» **WHAT IS EXPECTED**:
Work through the data below line by line and say how many lines hold "background"; give only the number.

(Referring expression pointing data)
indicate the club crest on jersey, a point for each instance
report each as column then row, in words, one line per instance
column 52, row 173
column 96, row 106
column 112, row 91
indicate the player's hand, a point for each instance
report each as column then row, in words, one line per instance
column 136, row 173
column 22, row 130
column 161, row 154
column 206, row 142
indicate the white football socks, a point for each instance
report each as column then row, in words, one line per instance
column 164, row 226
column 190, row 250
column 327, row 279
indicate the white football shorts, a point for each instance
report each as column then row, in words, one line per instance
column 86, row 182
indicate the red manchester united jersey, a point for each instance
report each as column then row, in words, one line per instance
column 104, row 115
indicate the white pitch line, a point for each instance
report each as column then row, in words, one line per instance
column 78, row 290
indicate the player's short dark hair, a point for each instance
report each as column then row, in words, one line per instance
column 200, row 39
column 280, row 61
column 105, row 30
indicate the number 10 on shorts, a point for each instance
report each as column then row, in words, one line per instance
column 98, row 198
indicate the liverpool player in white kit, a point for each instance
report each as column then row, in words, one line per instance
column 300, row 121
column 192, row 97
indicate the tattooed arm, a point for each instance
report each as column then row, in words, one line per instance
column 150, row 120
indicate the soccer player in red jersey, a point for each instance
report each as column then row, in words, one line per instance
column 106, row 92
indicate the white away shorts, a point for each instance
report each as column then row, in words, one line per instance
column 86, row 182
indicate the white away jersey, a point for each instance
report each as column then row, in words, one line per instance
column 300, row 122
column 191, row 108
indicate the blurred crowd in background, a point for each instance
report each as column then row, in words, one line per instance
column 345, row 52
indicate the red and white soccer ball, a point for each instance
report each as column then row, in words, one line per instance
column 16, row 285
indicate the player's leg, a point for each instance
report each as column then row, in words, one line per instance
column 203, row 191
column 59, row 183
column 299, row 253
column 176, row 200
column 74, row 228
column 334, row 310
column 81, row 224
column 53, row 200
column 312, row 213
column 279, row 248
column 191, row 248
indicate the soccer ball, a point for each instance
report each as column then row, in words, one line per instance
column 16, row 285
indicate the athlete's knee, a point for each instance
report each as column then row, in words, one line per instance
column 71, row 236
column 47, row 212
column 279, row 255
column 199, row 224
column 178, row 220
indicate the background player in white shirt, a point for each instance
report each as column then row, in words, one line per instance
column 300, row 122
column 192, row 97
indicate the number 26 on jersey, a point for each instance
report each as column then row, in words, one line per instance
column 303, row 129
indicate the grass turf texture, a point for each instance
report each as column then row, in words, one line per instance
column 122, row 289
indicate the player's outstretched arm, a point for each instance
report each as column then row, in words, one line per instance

» **RESPONSE AREA**:
2